* _Given task_
Rescale the stretch from the line containing "Keypoint placement for each instance of the snow" through the last line, both included, and give those lines again with their requests. Multiply every point coordinate by 1.35 and round to whole numbers, halves up.
============================================================
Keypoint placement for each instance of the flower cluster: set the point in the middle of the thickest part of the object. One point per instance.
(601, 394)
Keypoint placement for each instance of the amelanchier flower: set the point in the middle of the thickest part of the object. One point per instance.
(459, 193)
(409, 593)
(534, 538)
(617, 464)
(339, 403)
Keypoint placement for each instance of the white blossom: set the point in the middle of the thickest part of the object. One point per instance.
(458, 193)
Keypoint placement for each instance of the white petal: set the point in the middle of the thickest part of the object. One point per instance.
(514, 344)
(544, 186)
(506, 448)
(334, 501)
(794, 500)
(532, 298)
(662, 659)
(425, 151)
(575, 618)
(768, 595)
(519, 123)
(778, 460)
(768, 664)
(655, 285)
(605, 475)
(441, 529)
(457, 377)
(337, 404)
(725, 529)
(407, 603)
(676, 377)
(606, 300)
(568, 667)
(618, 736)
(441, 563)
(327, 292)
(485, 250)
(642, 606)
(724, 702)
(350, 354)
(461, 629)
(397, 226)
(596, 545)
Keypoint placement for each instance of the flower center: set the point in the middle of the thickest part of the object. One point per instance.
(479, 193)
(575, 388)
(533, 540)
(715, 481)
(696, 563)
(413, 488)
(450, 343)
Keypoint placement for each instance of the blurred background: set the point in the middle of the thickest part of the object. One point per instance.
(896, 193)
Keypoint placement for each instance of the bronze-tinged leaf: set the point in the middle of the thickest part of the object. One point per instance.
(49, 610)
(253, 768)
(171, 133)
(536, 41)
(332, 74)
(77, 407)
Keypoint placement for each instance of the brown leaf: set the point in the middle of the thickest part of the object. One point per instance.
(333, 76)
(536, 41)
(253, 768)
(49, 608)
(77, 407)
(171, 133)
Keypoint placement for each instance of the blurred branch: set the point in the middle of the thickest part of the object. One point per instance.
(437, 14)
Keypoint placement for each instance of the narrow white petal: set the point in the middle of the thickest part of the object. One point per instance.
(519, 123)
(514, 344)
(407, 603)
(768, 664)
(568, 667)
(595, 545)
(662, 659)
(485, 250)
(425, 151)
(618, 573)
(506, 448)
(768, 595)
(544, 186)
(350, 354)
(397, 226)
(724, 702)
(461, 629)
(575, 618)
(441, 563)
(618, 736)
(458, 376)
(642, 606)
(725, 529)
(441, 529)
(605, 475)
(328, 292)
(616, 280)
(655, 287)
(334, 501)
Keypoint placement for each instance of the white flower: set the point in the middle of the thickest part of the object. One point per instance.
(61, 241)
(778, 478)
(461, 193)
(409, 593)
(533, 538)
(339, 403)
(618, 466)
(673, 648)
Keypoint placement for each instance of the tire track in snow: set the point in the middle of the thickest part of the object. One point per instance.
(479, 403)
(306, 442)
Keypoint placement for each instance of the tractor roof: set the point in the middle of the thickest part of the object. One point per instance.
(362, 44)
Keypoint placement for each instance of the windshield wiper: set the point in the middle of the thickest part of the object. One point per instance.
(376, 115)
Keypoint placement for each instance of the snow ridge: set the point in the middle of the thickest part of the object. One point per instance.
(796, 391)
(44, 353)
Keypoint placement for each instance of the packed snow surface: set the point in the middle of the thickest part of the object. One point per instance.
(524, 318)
============================================================
* _The response_
Keypoint placement for each instance of the snow ridge: set the point in the middle of the thickest part of the object. One point per instance.
(1075, 528)
(59, 477)
Keypoint placement for each instance of the packed snow surface: set the point in the middle of the thickest part of the object. One point per instance.
(707, 429)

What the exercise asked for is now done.